- [DOCUMENT TEXT]
━━━━━━━━
[0001] The present invention relates to a fuel injector.
[0002] More specifically, the present invention relates to a fuel injector for an internal
combustion engine, to which the following description refers purely by way of example.
[0003] A known internal combustion engine fuel injector comprises an injector body housing
a fuel metering valve; and a fitting for connecting the injector body to a high-pressure
fuel supply conduit. A known injector body is elongated and tubular in shape, extends
along a given axis, and is integral with the fitting connecting the body to the high-pressure
fuel supply conduit; and the fitting is located along a lateral wall of, and projects
radially with respect to, the injector body. The injector body and fitting are formed
from a single rough piece of metal which is hot forged to form an elongated semifinished
part having a laterally-extending portion imparting an symmetrical shape to the semifinished
part. The asymmetrical semifinished part is then machined to define the injector body
and the fitting according to given design parameters, and in particular according
to given dimensions, tolerances and surface finish.
[0004] Known injectors are expensive to produce on account of the type and number of mechanical
operations involved in producing the injector body and fitting, and of which forging
is especially expensive and difficult to implement in a continuous-flow system.
[0005] It is an object of the present invention to provide an injector which can be produced
using a production method which is much cheaper than those of known injectors, but
which at the same time provides for at least the same quality standard.
[0006] According to the present invention, there is provided a fuel injector comprising
an injector body connectable to a high-pressure fuel supply conduit, and a fitting
for connecting said supply conduit to said injector body; the injector being characterized
in that said injector body and said fitting are separate elements of said injector
and connected to each other.
[0007] Such an injector provides not only for eliminating high-cost forging, but also for
simplifying machining, on account of the injector body being symmetrical and so adapting
better to automatic handling and practically any type of machining operation.
━━━━━━━━
- [TASK INSTRUCTIONS]
Answer these questions from the fuel injector text:
1. In the known injector, where is the fitting located relative to the injector body?
2. Which operation is especially expensive and difficult to implement in a continuous-flow system?
3. In the injector of the present invention, how do the injector body and the fitting relate to each other?
Rely only on the fuel injector text above when answering.

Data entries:
━━━━━━━━
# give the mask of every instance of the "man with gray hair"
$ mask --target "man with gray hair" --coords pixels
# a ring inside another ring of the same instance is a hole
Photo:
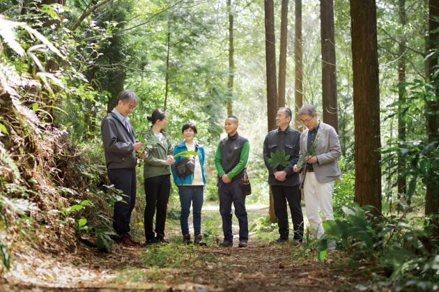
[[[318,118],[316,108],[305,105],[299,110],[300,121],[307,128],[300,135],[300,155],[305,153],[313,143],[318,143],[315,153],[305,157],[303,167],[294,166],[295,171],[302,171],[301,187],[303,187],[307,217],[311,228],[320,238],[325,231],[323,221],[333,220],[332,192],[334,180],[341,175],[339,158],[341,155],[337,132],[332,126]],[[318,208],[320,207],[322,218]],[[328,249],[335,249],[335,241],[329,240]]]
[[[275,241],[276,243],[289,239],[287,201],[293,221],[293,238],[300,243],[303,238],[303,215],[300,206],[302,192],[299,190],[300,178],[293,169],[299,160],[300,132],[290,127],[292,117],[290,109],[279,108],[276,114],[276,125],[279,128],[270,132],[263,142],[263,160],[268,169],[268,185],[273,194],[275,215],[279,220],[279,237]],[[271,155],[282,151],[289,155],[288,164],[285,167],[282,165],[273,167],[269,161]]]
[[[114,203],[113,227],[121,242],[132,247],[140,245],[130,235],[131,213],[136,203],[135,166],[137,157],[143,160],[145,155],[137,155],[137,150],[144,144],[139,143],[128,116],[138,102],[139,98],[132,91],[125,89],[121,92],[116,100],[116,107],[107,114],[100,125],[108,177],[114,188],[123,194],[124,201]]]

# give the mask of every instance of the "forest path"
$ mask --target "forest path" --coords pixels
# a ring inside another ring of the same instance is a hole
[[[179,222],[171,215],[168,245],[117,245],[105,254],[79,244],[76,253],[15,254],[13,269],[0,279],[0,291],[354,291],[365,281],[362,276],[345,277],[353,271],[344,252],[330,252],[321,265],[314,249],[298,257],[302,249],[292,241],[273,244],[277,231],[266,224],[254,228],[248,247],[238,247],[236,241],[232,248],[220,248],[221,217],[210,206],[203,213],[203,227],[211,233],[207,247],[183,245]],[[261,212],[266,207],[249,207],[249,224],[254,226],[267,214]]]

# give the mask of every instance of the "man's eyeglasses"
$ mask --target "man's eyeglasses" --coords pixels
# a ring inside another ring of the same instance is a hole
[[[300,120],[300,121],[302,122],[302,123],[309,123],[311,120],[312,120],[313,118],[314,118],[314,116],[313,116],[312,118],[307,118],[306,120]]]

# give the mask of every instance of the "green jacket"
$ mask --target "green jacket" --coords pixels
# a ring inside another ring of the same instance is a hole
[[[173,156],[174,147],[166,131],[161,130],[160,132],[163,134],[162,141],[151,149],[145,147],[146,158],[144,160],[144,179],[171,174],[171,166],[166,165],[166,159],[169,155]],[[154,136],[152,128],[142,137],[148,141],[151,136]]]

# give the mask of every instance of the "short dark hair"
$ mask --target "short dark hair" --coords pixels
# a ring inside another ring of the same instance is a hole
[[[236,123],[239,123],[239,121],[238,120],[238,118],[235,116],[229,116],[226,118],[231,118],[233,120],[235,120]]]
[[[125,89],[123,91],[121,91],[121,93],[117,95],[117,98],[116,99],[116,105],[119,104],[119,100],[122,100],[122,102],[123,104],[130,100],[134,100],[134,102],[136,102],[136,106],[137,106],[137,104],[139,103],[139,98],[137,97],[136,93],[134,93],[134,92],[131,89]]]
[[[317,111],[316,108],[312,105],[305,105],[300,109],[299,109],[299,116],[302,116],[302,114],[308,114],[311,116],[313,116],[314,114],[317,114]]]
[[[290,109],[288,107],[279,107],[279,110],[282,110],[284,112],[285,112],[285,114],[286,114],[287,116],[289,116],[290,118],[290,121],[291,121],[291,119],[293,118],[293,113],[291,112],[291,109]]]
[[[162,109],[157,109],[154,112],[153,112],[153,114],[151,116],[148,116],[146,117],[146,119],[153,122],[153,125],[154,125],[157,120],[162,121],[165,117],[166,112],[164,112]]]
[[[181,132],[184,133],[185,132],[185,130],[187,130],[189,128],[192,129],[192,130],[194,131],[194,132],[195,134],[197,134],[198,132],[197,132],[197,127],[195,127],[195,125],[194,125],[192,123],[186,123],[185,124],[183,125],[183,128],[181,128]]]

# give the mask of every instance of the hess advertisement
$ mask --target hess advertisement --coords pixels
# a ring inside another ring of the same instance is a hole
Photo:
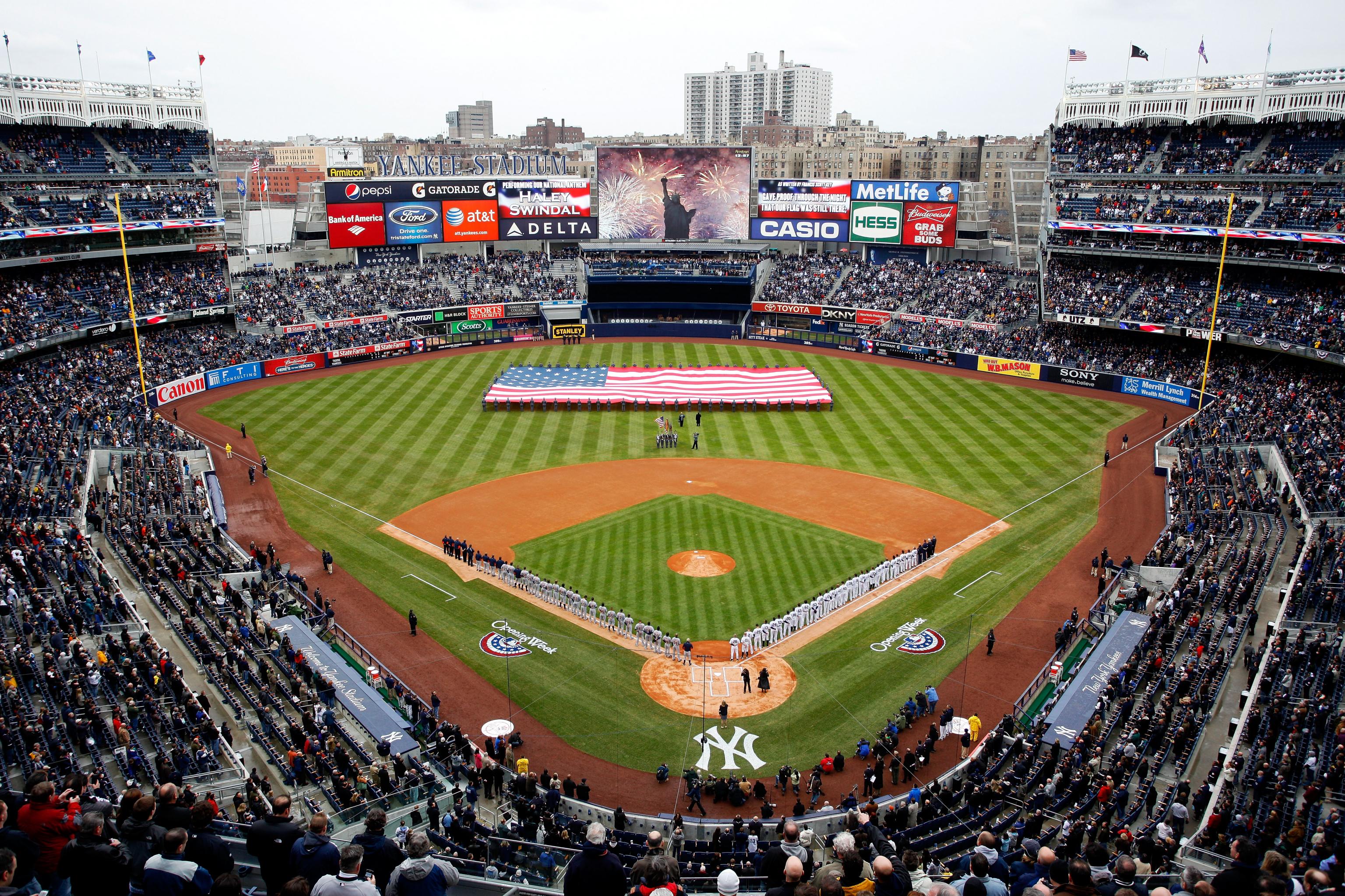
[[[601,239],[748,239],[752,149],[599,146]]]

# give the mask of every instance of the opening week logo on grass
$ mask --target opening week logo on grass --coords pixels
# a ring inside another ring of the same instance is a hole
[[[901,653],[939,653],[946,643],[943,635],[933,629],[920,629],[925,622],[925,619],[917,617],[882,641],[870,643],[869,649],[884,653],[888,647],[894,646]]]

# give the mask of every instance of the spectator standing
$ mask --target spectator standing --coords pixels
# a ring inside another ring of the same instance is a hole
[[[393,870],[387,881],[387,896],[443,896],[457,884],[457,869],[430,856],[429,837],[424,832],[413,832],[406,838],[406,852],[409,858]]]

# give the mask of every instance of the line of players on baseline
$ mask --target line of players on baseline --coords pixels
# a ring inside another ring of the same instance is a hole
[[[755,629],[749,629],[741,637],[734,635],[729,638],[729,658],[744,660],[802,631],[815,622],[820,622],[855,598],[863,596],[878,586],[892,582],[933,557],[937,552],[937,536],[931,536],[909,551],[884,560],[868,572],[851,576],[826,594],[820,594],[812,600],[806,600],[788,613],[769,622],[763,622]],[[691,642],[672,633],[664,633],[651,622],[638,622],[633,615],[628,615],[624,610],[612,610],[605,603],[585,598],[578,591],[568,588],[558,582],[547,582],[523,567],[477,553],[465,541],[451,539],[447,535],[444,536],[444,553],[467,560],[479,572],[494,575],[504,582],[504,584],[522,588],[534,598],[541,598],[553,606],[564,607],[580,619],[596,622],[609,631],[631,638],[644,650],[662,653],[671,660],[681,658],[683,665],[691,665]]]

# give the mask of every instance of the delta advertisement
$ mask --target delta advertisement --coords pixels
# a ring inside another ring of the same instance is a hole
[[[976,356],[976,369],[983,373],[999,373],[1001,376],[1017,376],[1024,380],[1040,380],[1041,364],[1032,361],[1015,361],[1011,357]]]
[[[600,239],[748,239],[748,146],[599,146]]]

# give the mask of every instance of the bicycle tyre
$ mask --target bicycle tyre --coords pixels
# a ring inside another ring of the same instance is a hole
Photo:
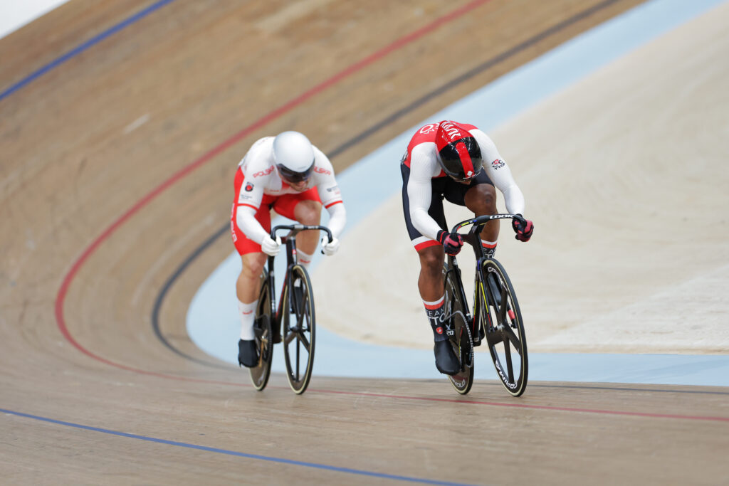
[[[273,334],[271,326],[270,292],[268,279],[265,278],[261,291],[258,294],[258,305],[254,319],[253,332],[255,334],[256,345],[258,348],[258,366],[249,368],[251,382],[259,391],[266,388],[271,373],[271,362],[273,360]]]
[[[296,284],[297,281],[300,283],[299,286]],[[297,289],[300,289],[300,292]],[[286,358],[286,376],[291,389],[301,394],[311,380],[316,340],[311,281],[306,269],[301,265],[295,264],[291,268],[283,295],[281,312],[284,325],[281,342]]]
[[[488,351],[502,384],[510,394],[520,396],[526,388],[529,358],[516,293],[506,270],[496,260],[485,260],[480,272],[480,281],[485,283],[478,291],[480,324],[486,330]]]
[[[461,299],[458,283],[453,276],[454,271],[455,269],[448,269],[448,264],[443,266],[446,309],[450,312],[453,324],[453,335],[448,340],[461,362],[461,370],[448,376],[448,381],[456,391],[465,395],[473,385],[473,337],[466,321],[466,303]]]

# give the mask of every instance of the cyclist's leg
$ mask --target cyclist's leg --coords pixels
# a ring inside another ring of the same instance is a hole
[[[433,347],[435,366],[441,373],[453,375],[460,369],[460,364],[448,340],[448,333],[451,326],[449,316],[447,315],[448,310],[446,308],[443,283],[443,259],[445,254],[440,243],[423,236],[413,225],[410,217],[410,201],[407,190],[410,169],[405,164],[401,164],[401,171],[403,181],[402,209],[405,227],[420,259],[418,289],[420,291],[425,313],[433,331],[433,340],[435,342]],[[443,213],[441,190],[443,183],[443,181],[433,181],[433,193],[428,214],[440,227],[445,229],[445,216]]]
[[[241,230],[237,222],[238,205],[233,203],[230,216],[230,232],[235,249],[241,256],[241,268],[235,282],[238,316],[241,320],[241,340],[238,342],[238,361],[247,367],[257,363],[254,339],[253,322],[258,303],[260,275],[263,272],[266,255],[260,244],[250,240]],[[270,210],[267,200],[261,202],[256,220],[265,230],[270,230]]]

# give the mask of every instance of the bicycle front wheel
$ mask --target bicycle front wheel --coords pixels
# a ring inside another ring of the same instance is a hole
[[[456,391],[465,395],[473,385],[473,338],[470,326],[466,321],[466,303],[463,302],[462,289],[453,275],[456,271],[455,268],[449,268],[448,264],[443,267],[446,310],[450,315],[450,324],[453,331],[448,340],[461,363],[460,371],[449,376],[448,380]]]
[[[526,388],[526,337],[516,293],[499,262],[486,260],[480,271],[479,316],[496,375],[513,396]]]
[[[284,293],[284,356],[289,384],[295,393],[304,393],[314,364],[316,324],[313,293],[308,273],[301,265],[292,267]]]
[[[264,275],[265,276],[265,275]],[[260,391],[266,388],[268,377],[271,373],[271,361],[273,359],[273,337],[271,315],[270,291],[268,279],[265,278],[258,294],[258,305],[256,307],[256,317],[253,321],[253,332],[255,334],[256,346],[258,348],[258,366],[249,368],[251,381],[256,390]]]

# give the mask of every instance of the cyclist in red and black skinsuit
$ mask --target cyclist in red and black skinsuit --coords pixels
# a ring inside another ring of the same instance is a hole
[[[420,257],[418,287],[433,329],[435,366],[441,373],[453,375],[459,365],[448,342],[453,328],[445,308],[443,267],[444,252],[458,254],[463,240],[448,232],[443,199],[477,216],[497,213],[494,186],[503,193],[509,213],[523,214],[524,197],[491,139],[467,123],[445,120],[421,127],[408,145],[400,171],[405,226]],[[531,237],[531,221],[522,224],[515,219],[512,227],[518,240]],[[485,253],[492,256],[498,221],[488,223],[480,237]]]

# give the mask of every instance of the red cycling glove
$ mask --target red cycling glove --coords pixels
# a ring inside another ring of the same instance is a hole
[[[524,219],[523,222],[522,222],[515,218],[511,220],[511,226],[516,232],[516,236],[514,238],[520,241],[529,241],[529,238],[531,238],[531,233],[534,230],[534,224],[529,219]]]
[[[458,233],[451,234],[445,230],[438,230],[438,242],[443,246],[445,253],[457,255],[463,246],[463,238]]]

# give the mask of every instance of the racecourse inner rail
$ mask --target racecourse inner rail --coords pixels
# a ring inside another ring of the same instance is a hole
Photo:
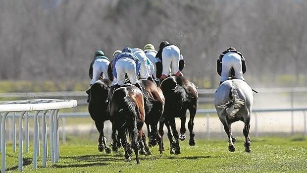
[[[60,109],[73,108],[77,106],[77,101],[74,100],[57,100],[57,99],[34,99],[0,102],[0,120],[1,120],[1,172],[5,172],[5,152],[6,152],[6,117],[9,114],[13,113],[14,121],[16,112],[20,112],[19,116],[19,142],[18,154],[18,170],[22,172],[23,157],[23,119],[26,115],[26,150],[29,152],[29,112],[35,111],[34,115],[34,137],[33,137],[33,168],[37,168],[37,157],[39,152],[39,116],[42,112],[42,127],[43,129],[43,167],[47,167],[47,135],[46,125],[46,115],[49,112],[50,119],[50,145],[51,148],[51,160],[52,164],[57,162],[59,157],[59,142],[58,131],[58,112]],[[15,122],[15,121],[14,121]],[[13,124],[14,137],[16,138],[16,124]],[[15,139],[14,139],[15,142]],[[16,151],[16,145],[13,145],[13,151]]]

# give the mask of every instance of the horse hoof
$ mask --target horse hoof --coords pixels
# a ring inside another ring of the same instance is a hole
━━━━━━━━
- [ANSWER TO THE TASK]
1. It is located along a lateral wall of the injector body and projects radially with respect to it.
2. Forging.
3. They are separate elements of the injector and are connected to each other.